───── Text provided

# How much is car lift from dubai to mussfah shabiyah



## Hassli (Feb 7, 2011)

Hi there, would like to ask How much is car lift from dubai to mussfah shabiyah for a month ? Any idea? 

Thanks


----------



## Hassli (Feb 7, 2011)

???


----------



## dizzyizzy (Mar 30, 2008)

dubizzle is best for this kind of thing.


----------



## nm62 (Dec 11, 2008)

Dubai to Mussaffah (most developing area of Abu Dhabi)...

If i take a bus for dh 20 from Al Ghubaiba bus station (bur Dubai) to Abu Dhabi Bus Station....
Then take a bus for dh 2 to Mussaffah and return back to Dubai five times a week... 22 days a month... 
It will be a 3-4 hour trip every day (either way)

It will cost me dh 20 + dh 20 + dh 2 + dh 2 = dh 44 per day
dh 44 per day * 22 days = dh 968 
dh 44 per day *26 days = dh 1144

If 4 people are sharing a car (exclude the driver/ owner)

dh968/ 3 person= dh 322
dh 1144/3 person = 381
Only 1 hour (or less) drive from Ibn Batuta Mall to Mussaffah

I think dh 500 - dh 600 should be a good amount... 
It depends on the car as well....


----------



## Hassli (Feb 7, 2011)

Wow!!! Thanks nm62.. Very informative


----------

──────────
───── Dataset extract

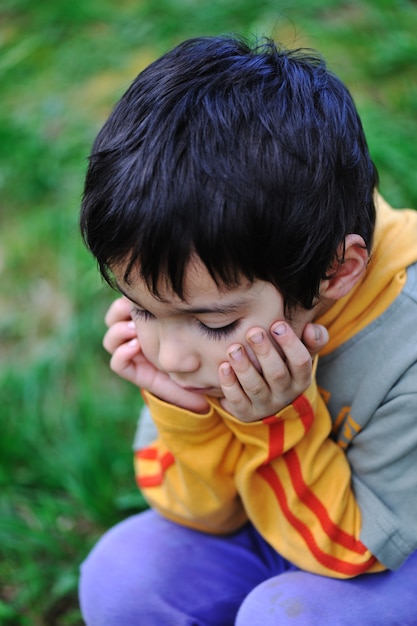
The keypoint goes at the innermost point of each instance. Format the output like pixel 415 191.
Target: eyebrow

──────────

### Tasks and exercises
(A) In the forum thread about car lift costs, rewrite the paragraph beginning "If i take a bus for dh 20" as a short bulleted list that keeps its main facts.
(B) What monthly amount does nm62 suggest in the forum thread about car lift costs?

### Per-task outputs
(A)
- Dh 20 bus from Al Ghubaiba bus station (Bur Dubai) to Abu Dhabi Bus Station
- Dh 2 bus on to Mussaffah
- Return to Dubai five times a week, 22 days a month
- A 3–4 hour trip every day (either way)

(B) Dh 500 to Dh 600, depending on the car.